■ Texto da página ■
##########

Ao
invés de rechaçar cultura pop, neonazis tentam apropriar-se dela.
Consomem como “hipsters”, vestem-se de negro e… agridem violentamente
um número cada vez maior de imigrantes
Cauê
Seignemartin Ameni – Outras Palavras, em Blog da Redação
O atual
movimento neonazista alemão vem buscando novos recrutas na subcultura dos
jovens com barbas, sacolas de pano, óculos antigos e faixas com slogans
nazistas. Ao se deparar com o número cada vez maior dos chamados hipster em
manifestações anti-imigrantes organizadas pela extrema-direita, a mídia local
apelidou-os de “nipsters”, relata longa reportagem de
Thomas Rogers para revista Rolling Stones.
Assim
como a propaganda foi essencial ao regime do Terceiro Reich, as redes sociais
têm sido a principal plataforma do movimento. Os jovens usam intensamente o
YouTube, Tumblr, Instagram e outras redes sociais para ganhar mais apoio na
Alemanha, disse à revista Patrick Schroeder, um dos líderes do movimento no
nordeste da Bavária, onde pretende dar um rosto social e político mais
descolado à extrema-direita alemã.
Schroeder,
descreve a reportagem, tem as laterais do cabelo raspado, só veste preto e usa
uma bandana com as inicias H8 – que significa “Heil Hitler”. Ele ficou
conhecido com seu programa no canal nazista online FSN.tv,
onde apresenta, ao lado de um mapa da Alemanha de 1937, as novidades sobre o
movimento nazista. Procura mostrar uma extrema-direita menos ameaçadora,
dizendo que pessoas de outras subculturas, incluindo hip-hop, poderiam se
juntar ao grupo sem alterar seu visual.
“Se
a definição do nipster é de alguém que pode viver no mainstream”, explicou
Schroeder à Rolling Stone, “então vejo isso como o futuro do movimento”. Para
ele “se o Terceiro Reich fosse tão ruim, teria ruído”.
Schroeder organiza um show anual de bandas nazistas conhecido como Live
H8 concert, mas está furioso por ter seu evento impedido pelas autoridades
ano passado. “Neste país, se você tem a opinião errada, todo mundo está
contra você”, lamenta.
Para
Andry Knape, 28, membro chefe da Junge Nationaldemokraten (JN), a ala jovem do Partido Nacional Democrático da Alemanha (NPD), o
maior partido de extrema-direita do país, não há contradições em usar um visual
americano e ter como objetivo “preservar a cultura alemã”. Fundado em 1964 por
hitleristas, o NPD tem envolvido cada vez mais jovens. Como Scroedes,
Kanpe quer dar ao “nacionalismo” uma cara mais palatável, conta a
reportagem. Para ele, que cresceu sobre influência da cultura pop
norte-americana, a ideia de policiar os hábitos culturais dos jovens é bobagem.

##########

■ Tarefas propostas ■
1: Segundo o texto sobre os neonazistas alemães, por que a mídia local criou o apelido "nipsters"? Responda em uma a três frases.
2: Reproduza o trecho do texto sobre os neonazistas alemães que vai de "Schroeder organiza um" até "jovens é bobagem.".
3: Dê continuidade ao texto sobre os neonazistas alemães a partir do ponto em que ele termina.

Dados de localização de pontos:
##########

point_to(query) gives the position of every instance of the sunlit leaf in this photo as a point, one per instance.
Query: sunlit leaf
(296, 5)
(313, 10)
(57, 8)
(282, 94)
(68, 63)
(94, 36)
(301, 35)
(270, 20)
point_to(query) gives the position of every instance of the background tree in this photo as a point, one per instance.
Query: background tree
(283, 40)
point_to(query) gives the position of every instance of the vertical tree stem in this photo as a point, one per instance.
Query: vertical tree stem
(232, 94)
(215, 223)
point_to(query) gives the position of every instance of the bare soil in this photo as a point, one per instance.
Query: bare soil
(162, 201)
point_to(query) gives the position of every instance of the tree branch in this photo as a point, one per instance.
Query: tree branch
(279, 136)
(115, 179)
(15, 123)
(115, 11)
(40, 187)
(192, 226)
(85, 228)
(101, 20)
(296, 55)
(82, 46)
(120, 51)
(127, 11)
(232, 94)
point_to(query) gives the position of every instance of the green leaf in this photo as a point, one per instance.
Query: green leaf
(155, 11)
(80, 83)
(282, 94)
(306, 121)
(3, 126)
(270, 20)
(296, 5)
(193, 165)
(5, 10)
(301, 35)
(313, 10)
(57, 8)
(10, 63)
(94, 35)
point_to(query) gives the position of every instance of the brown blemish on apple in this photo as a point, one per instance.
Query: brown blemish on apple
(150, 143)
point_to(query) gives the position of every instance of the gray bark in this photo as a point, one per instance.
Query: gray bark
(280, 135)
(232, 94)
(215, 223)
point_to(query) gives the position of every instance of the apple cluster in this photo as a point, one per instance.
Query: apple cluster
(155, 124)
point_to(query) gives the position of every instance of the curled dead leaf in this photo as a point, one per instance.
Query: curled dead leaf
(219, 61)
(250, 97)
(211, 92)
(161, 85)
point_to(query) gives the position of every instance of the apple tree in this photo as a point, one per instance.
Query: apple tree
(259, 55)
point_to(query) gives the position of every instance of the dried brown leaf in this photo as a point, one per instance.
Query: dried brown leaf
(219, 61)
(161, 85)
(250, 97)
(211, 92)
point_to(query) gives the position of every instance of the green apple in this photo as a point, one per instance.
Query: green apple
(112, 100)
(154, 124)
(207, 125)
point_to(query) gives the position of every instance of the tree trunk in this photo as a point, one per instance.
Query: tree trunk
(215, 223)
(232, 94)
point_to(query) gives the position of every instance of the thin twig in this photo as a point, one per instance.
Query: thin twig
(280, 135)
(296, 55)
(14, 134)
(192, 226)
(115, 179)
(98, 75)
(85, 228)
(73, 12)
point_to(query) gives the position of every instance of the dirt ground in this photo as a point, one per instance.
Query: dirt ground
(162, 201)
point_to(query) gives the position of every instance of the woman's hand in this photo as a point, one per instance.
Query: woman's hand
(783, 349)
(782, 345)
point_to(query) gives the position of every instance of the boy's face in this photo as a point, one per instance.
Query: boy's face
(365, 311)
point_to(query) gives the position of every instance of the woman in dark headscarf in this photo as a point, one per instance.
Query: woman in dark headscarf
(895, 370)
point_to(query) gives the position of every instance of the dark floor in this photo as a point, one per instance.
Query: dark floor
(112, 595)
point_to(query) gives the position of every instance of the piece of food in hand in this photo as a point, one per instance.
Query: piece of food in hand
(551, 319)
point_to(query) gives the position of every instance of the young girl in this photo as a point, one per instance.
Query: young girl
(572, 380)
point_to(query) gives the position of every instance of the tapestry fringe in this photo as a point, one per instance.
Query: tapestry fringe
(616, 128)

##########

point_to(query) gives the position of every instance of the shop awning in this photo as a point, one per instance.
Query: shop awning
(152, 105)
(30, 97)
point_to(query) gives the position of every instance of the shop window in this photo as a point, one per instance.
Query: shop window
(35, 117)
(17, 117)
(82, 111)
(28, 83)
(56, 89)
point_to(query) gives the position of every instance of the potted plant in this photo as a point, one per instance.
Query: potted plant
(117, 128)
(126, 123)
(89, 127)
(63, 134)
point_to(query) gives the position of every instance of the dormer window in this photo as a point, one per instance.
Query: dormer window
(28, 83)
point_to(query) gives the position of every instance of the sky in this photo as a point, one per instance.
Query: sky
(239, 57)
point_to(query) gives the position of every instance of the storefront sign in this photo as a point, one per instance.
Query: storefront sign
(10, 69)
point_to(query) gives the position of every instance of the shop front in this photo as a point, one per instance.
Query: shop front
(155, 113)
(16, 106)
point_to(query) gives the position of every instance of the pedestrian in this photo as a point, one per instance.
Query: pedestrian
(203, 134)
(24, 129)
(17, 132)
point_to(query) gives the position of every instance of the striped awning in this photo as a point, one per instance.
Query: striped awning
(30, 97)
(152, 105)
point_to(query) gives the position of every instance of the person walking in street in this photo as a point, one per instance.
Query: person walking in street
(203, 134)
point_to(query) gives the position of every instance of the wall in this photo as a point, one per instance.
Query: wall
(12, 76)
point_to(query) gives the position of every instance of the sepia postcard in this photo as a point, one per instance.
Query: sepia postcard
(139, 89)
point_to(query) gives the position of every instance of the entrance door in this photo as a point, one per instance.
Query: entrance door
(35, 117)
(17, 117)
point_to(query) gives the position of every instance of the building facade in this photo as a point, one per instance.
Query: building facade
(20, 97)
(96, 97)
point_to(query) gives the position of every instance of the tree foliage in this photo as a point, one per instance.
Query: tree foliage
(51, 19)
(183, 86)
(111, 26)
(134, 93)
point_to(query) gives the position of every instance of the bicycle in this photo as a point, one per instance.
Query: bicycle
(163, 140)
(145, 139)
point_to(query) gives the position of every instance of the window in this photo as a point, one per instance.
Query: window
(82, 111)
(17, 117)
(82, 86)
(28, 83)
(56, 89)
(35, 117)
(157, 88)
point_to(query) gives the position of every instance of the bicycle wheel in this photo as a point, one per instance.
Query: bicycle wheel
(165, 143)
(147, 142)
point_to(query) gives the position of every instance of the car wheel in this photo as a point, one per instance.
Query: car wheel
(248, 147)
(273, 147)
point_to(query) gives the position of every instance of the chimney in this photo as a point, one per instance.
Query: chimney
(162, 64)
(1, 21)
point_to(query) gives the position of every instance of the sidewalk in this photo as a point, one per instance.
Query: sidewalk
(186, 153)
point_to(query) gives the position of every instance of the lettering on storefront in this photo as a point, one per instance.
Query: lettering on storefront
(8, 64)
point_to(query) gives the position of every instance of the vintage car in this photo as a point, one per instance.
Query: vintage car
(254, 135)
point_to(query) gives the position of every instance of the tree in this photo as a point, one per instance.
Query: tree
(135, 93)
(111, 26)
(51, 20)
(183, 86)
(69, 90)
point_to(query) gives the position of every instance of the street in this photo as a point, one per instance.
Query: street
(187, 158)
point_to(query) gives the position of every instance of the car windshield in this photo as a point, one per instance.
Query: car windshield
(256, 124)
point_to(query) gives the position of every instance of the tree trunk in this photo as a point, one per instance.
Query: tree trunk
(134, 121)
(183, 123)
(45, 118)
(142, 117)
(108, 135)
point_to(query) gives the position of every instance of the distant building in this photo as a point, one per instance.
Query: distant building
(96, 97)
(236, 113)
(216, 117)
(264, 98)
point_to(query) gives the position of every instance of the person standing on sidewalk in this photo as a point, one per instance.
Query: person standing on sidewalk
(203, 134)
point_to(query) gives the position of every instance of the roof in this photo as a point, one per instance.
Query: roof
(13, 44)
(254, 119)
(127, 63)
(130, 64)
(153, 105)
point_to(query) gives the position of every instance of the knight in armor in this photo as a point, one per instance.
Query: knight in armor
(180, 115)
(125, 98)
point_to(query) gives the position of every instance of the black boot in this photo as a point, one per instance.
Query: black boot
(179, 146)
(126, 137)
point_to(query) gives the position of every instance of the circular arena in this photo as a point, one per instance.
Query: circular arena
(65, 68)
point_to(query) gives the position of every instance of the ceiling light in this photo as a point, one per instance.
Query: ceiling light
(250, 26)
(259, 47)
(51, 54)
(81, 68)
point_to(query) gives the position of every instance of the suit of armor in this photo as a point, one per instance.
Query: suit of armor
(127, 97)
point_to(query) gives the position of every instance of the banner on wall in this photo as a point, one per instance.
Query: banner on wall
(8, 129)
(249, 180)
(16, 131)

##########

■ Respostas do exercício ■
1: A mídia local criou o apelido ao se deparar com o número cada vez maior dos chamados hipsters em manifestações anti-imigrantes organizadas pela extrema-direita.

2:
Schroeder organiza um show anual de bandas nazistas conhecido como Live
H8 concert, mas está furioso por ter seu evento impedido pelas autoridades
ano passado. “Neste país, se você tem a opinião errada, todo mundo está
contra você”, lamenta.
Para
Andry Knape, 28, membro chefe da Junge Nationaldemokraten (JN), a ala jovem do Partido Nacional Democrático da Alemanha (NPD), o
maior partido de extrema-direita do país, não há contradições em usar um visual
americano e ter como objetivo “preservar a cultura alemã”. Fundado em 1964 por
hitleristas, o NPD tem envolvido cada vez mais jovens. Como Scroedes,
Kanpe quer dar ao “nacionalismo” uma cara mais palatável, conta a
reportagem. Para ele, que cresceu sobre influência da cultura pop
norte-americana, a ideia de policiar os hábitos culturais dos jovens é bobagem.

3:
Ele prefere manipular a cultura com o intuito de “usá-la para trazer mais
jovens ao rebanho”. “Nós não queremos nos desligar”, diz Knape à revista, sobre
a cultura hipster. “Eu vejo rap e hip-hop, por exemplo, como uma maneira de
transportar a nossa mensagem”.
O
grupo de Knape vem obtendo grande audiência: “A internet nos permite alcançar
as pessoas que não alcançamos na rua”. Seu último vídeo que viralizou na rede,
apresenta pessoas dançando com máscaras, em meio a carros destroçados, com
cartazes dizendo “Tenha mais relações sexuais com nazistas”. No canal também é
possível assistir homens encapuzados tagarelando como fazer diversos
pratos veganos.
Michael
Schaefer, 31, também membro do JN, diz que: “Nós assumimos o nipster. Quero
dizer hipster nacionalista, não hipster nazista”. Segundo o livro de Mark
Greif, What Was Hipster?, o termo hipster refere-se a um consumidor
que “se alinhou com a rebeldia da subcultura e com a classe dominante, e assim,
abriu um canal venenoso entre os dois”. Nos últimos anos, uma série de rappers
de extrema-direita surgiu na Alemanha, como Makss Danos e Dee Ex.
Eles exaltam as supostas virtudes da identidade alemã em suas letras.
Assim como o techno neonazista, do DJ Adolf, lembra Thomas Rogers.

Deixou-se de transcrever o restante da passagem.